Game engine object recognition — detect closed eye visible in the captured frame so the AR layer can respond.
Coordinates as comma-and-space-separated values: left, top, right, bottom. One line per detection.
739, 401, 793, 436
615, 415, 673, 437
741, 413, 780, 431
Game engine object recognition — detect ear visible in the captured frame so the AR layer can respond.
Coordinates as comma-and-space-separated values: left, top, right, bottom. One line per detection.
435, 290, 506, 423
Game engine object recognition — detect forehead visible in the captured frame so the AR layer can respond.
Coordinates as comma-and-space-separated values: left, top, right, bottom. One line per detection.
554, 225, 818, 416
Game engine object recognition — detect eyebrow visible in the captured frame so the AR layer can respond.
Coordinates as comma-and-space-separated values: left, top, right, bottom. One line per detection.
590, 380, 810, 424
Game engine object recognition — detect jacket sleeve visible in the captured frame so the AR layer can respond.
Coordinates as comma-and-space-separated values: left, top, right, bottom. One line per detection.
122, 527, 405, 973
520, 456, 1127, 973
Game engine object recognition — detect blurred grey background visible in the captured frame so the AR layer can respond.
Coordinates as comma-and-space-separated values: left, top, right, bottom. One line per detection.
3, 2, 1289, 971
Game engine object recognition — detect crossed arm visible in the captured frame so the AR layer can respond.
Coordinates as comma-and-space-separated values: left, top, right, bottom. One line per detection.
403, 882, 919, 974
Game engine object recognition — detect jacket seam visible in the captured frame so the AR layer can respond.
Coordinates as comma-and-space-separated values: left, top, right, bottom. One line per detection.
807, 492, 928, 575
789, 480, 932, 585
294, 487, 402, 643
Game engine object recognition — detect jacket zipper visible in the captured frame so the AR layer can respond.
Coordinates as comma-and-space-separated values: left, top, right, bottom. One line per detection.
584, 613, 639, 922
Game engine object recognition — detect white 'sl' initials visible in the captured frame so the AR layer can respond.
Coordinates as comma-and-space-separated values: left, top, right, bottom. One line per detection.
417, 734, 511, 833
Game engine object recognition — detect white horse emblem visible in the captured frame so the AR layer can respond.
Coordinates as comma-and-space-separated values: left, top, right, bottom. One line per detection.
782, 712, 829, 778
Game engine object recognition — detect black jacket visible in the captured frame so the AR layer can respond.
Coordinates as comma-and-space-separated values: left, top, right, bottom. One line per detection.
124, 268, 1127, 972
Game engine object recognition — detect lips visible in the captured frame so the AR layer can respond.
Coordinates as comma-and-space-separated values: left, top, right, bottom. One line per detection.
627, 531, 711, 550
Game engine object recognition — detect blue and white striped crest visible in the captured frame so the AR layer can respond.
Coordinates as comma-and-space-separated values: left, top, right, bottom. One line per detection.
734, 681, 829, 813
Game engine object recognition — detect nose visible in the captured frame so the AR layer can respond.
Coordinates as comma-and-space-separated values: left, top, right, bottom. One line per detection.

################

Instructions for the task
In the material above, locate the line containing "Game engine object recognition — detect jacket sleeve" and the line containing "Game engine object recognition — detect blue". Transcribe exactly those two lines and every line between them, and nothing more.

The answer
Game engine object recognition — detect jacket sleeve visible in the captured frame so the AR layer can respond.
Coordinates as comma-and-space-separated values: left, top, right, bottom. One line per detection.
122, 527, 405, 973
520, 456, 1127, 973
Game engine object recognition — detect blurred grey background visible in the captured frame so the AR layer can respond.
Coordinates as comma-and-space-separated values: left, top, right, bottom. One line per detection.
3, 2, 1289, 971
Game engine object recognition — detect crossed arm visible in the captured frame so the AR layer can respond.
Coordinates as comma-and-space-separated values: left, top, right, bottom. One line per detection.
403, 882, 919, 974
Game engine object recognition — detect jacket seam visible in the captured frame so the AR layer can respond.
Coordinates as comma-and-space-separated values: left, top, right, bottom. One line per detection.
807, 492, 928, 575
789, 480, 932, 585
294, 487, 402, 643
Game engine object recognition — detect jacket zipper visible in the captured frame so the AR layer can respond.
Coordinates as comma-and-space-separated values: left, top, right, bottom. One line per detection.
584, 613, 639, 922
Game engine object recognition — detect white 'sl' initials visible in the captured frame so the AR layer can respond.
Coordinates as comma-and-space-separated values: left, top, right, bottom. One line per detection.
417, 734, 511, 833
Game engine object recognition — detect white horse emblem visible in the captured frame so the AR layer can respond.
Coordinates as comma-and-space-separated values: left, top, right, bottom. One line per detection.
782, 712, 829, 778
Game engine object recognition — detect black jacket visible in the captured frame so the AR layer can respond.
Coordinates as comma-and-space-separated values: left, top, right, bottom. One line per detection.
124, 268, 1127, 972
Game engine object recognition — detect lips visible in the captured frame so the AR layer can respond.
Coordinates as comma-and-space-separated values: left, top, right, bottom. One line per detection.
627, 531, 711, 550
Game engine object recognition — detect blue and white striped crest visible in the captured frame so the AR layer can respond.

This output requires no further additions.